▶ **TASK DESCRIPTION**
Every record must be copied exactly.
____ THE RECORDS
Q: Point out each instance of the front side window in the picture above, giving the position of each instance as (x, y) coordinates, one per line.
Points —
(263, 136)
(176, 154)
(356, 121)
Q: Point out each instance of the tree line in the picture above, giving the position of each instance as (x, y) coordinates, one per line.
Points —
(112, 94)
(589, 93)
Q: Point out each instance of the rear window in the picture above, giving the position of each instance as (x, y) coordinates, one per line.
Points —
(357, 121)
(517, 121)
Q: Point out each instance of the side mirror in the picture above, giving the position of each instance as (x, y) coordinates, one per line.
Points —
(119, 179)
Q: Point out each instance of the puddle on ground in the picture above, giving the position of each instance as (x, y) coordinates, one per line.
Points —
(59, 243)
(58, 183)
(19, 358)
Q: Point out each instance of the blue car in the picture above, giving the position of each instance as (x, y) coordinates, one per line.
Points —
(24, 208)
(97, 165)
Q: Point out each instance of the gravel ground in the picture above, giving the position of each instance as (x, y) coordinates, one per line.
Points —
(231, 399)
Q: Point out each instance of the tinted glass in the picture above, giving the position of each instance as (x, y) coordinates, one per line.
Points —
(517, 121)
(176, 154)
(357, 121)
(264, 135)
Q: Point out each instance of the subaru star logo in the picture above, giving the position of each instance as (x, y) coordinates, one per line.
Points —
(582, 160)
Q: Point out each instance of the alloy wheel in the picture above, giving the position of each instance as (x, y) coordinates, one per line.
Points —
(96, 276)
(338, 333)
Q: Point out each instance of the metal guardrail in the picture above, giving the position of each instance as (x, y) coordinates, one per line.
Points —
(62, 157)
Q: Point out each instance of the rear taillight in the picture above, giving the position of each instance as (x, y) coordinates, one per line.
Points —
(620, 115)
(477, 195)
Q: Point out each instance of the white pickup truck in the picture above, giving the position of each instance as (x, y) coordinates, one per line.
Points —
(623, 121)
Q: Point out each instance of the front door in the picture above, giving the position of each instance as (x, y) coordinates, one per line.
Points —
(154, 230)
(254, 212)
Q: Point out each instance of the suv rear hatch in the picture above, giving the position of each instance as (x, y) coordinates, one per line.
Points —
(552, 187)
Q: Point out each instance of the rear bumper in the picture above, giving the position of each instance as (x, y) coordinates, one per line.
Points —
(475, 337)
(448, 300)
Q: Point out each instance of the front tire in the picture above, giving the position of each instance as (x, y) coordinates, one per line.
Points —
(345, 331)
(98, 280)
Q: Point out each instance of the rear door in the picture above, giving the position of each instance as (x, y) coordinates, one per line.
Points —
________
▶ **EXERCISE RESULT**
Q: Point out each instance of the front side window in the picture above, giving the position of each instance as (x, y) coordinates, one per line.
Points —
(263, 136)
(176, 154)
(356, 121)
Q: Point out each instance of the tree line in the picture above, giving the position of each instance as (x, y) coordinates, one per line.
Points —
(112, 94)
(589, 93)
Q: Point out each instance of the rear window in the picture above, giving the position of each instance as (x, y) coordinates, one per line.
Points —
(357, 121)
(517, 121)
Q: Point out each instance of the side mirror in the picture above, giving the position of each instance as (x, y) coordinates, one per line.
Points —
(119, 179)
Q: Point out each instance of the puddle on ground in the picture above, giving the position of each instance as (x, y) coordinates, one per line.
Points —
(59, 243)
(58, 183)
(19, 358)
Q: Point out each instance of the blue car in the picture above, giving the position of each instance as (x, y) coordinates, one per line.
Points —
(24, 208)
(97, 165)
Q: Point out each instance of the gravel ground in the picture above, giving the position of each instance as (x, y) coordinates, one per line.
Points —
(231, 399)
Q: Point out each instance of the tinted glass in the picture above, giving the position of each instance as (x, y) coordinates, one per line.
Points —
(517, 121)
(176, 154)
(357, 121)
(264, 135)
Q: Point out each instance of the subaru star logo in the picture above, giving the position of each instance as (x, y) coordinates, one per line.
Points —
(582, 160)
Q: Point out each instance of the alloy wheel in the picture above, giving the position of each instance as (x, y) coordinates, one per line.
Points —
(96, 276)
(338, 333)
Q: Point out each instance of the metal guardrail in the picture above, giving the position of each instance as (x, y) coordinates, one per line.
Points —
(62, 157)
Q: Point out each instance of the rear taillight in the picture above, giving the position of each instance as (x, y) coordinates, one per line.
Points —
(620, 115)
(477, 195)
Q: Point out each instance of the white pickup truck in the picture above, giving the position of each instance as (x, y) coordinates, one per line.
Points —
(623, 121)
Q: Point out each instance of the front door in the picture above, giving the position of each instance as (x, y) coordinates, one per line.
Points —
(154, 230)
(254, 212)
Q: Point out each instance of the suv rear hatch in the picture above, giving the position of each instance as (x, y) coordinates, one per line.
Points —
(552, 187)
Q: Point out each instance of the rear bumper in the picture above, giving the position of each instance as (x, y) coordinates, one per line.
Points —
(475, 337)
(448, 300)
Q: Point out each instance of the front tire in the picture above, giving the position of each instance as (x, y) coordinates, one per line.
Points —
(345, 331)
(98, 280)
Q: Point out each instance of the rear door in the picture above, giving the position of each instance as (x, y) coordinates, one per line.
Points —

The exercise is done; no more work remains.